[Point annotation dataset records]
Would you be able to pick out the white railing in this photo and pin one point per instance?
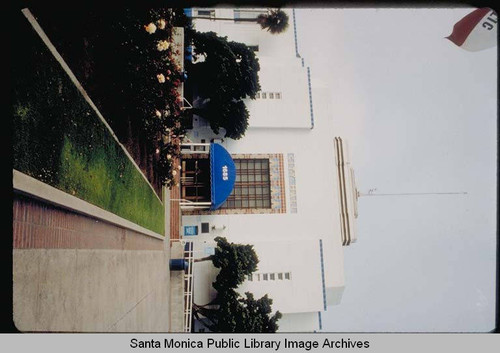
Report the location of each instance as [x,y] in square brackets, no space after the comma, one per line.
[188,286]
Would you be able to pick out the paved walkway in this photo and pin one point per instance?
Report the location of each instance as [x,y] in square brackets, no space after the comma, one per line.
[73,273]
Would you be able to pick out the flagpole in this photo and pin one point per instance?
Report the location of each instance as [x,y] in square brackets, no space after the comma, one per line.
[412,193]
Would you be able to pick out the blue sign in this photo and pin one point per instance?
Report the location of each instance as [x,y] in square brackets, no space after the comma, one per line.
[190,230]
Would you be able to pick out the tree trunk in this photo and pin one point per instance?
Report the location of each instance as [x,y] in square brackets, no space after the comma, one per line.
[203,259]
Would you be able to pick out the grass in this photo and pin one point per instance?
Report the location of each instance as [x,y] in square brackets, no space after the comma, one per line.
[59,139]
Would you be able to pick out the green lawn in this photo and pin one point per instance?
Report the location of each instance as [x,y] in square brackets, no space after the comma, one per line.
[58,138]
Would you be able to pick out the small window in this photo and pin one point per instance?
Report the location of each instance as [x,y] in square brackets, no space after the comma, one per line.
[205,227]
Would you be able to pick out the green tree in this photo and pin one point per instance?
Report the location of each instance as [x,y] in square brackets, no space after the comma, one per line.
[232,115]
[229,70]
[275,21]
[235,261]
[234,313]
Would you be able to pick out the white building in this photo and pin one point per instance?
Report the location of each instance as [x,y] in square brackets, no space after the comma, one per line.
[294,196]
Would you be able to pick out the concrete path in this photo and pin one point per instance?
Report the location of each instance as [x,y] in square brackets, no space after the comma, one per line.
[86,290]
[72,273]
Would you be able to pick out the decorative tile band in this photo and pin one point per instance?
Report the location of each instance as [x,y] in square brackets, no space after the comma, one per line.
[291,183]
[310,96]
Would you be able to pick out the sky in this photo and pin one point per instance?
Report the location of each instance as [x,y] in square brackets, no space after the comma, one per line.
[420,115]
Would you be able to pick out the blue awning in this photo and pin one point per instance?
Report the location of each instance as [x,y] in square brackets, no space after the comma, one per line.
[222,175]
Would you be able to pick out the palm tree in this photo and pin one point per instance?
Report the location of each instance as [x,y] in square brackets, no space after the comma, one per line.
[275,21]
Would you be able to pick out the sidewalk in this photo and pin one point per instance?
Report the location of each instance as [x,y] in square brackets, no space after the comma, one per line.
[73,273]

Exercise objective => Can you write out all the records again with every "pick out" replaced by "locate", keeping everything else the same and omitting the picture?

Result for this task =>
Would you be able to locate the white railing in this photo and pin one point per instance?
Report the location of each instance as [x,y] in square brackets, no space after the comma, one per line.
[188,286]
Would you be able to locate the paved walkway in this photo and pin one point per instance?
Report the location of each instance as [x,y] in square brackets, no space after the comma, one per line.
[73,273]
Would you be able to locate the flagpole in this photo and pin one point per instance?
Report the location of each instance as [x,y] in square brackets, no space after the comma, one per line.
[412,193]
Would you be able to locate the blue sign in this photo and pin one point per instance?
Report the location of each instance as [x,y] in square brackets, no space after the comma, one per line.
[190,230]
Would you be able to locate the tree trunk in this photo and pin one point per instance?
Report the location of each instance as [x,y] in square brackets, no space after the comma, one per line.
[203,259]
Would you be able to locate the grass in this photo and pin one point per instance?
Report the location of each instance as [x,y] in square brackets, no space after the comma, one per line.
[59,139]
Would you be able to locate the green lawn in this photo and pin one point per instance?
Report the location of each instance as [x,y] in square brackets, no space after the comma, one per line.
[58,138]
Would you be able to locate the small window in this photo and pin one point per instance?
Report the location of each instance as [x,y] in square brackets, no space after the comma, one per line.
[205,227]
Would you be able to locate the green tree in this photo and pin one point per instance?
Report the location of each instance as [x,y] in square brackets, no space after the comma, one per line.
[232,115]
[229,70]
[275,21]
[235,261]
[234,313]
Would you be able to locate the white building in this photo and pin one point per instance?
Report the location of each instance as [x,y] in square brackets, no space after the comma, one per line.
[294,196]
Would you be able to locate the concrete path in this photo and pin one point per instance?
Report the location of each instance as [x,y] in square brackets, no space after the comma, one per line.
[86,290]
[72,273]
Would you be able to locate the decorative tile band in this photo and pin one point per instance?
Report the location of each instance as [x,y] in square brackets, no space after the comma, one per line.
[291,183]
[310,96]
Would you be able to locate the sky in this photo and pin one point per instance?
Report the location of each instance as [x,y] in square brackets, no space after the comma, one per line.
[420,115]
Would you be able to locate the blue awning in this photo and pin one point per instance?
Report the location of each instance as [x,y] in square brackets, no space after the comma, one per line.
[222,175]
Would you be able to locate the palm tree in this photo and pin one point per instance?
Report the location of each instance as [x,y] in square brackets, no space after the comma, one per line.
[275,21]
Would you be able to locate the sidewalk in this photo and pin one point per instance?
Report the location of each instance as [x,y] in square brackets, no space after the comma, one per line.
[73,273]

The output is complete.